▶ Your objective: Output the full listing exactly, character for character.

* * *

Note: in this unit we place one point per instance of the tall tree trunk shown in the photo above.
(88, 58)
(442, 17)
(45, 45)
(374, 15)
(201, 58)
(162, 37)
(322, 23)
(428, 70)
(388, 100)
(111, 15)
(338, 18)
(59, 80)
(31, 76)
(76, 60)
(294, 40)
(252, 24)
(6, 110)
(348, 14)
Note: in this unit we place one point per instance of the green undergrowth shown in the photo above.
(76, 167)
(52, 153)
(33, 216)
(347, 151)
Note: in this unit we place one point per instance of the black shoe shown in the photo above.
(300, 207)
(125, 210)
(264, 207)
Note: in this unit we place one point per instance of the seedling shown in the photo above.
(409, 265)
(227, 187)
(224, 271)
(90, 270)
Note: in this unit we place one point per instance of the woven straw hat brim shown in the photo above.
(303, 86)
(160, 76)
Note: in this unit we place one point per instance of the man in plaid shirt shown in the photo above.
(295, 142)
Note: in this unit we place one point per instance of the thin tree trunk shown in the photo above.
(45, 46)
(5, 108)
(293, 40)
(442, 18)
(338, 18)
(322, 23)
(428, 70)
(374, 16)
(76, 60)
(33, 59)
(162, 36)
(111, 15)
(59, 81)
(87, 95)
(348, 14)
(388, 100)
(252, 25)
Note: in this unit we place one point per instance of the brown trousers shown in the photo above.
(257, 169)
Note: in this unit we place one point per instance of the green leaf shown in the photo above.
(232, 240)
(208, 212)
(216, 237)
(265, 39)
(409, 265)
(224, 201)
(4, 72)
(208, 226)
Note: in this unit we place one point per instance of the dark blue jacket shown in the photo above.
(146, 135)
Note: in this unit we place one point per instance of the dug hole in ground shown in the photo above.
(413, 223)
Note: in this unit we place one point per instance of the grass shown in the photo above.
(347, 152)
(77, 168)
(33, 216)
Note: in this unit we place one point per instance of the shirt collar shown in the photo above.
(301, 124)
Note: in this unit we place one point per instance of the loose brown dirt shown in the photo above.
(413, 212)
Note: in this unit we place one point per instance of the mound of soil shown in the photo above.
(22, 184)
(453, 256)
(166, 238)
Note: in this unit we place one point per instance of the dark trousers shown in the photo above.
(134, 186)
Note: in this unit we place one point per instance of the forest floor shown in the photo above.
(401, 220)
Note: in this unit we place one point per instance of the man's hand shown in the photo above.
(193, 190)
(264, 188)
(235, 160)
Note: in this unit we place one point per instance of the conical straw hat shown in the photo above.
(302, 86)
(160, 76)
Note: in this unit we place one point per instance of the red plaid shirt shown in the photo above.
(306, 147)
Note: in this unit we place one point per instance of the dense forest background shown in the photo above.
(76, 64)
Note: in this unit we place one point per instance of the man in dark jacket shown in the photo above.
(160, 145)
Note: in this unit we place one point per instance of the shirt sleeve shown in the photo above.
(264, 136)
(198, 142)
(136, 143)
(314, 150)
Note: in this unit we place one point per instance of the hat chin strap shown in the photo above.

* * *

▶ Task answer:
Note: in this unit we place one point per instance of the tall tree trunk shown in the photo above.
(88, 58)
(442, 17)
(45, 45)
(374, 15)
(201, 58)
(162, 37)
(322, 23)
(428, 70)
(388, 100)
(111, 15)
(338, 18)
(59, 80)
(31, 76)
(76, 60)
(294, 40)
(252, 24)
(6, 110)
(348, 14)
Note: in this unit we place one point per instance of the green undergrowth shown in the photo above.
(76, 167)
(52, 153)
(33, 216)
(347, 151)
Note: in this unit we place one point per instance of the black shoe shown in the photo above.
(300, 207)
(125, 210)
(264, 207)
Note: in this unit we place one point per instance of the seedling shown in the photo above.
(409, 265)
(227, 187)
(224, 271)
(90, 270)
Note: in this unit we place one point per instance of the woven straw hat brim shown in the photo above.
(303, 86)
(160, 76)
Note: in this unit we place one point per instance of the man in plaid shirt shown in the photo above.
(295, 142)
Note: in this unit we place one point per instance of the thin tree trunk shown in the photo above.
(45, 46)
(5, 108)
(293, 40)
(442, 18)
(338, 18)
(322, 23)
(428, 70)
(374, 16)
(76, 60)
(33, 59)
(162, 36)
(111, 15)
(59, 81)
(87, 95)
(348, 14)
(388, 100)
(252, 25)
Note: in this unit we place one point per instance of the brown trousers shown in the photo above.
(257, 169)
Note: in this unit we place one point per instance of the green leaf shown in the photo above.
(232, 240)
(208, 212)
(216, 237)
(265, 39)
(409, 265)
(224, 201)
(4, 72)
(208, 226)
Note: in this unit we place one point per instance of the dark blue jacket shown in the photo above.
(146, 135)
Note: in this unit we place one point per instance of the dug hole in ground shown in the photo above.
(413, 223)
Note: in this unit we place one point per instance of the grass shown in the photo above.
(347, 152)
(77, 168)
(33, 216)
Note: in this unit we place one point per instance of the shirt collar shown in the photo above.
(301, 124)
Note: in this unit we place one point per instance of the loose brown dirt shown in the photo above.
(413, 212)
Note: in this unit we place one point per instance of the mound of soil shown in the photo above.
(22, 184)
(453, 256)
(166, 238)
Note: in this unit we place one point per instance of the dark trousers shown in the photo above.
(134, 186)
Note: in this unit we place one point per instance of the forest floor shown in the photo above.
(401, 220)
Note: in this unit we place one point per instance of the man's hand shown in the photo above.
(193, 190)
(264, 188)
(235, 160)
Note: in this unit we place one point per instance of the conical straw hat shown in the photo above.
(302, 86)
(160, 76)
Note: in this unit we place one point per instance of the red plaid shirt shown in the photo above.
(306, 147)
Note: in this unit we place one point per instance of the dense forest background shown in the photo above.
(76, 64)
Note: in this unit we place one point per instance of the man in dark jacket shown in the photo above.
(160, 145)
Note: in this unit we place one point per instance of the shirt sleeve shown in the photo above.
(264, 136)
(198, 142)
(136, 143)
(314, 150)
Note: in this unit we place one point per instance of the hat chin strap shown in the photo above.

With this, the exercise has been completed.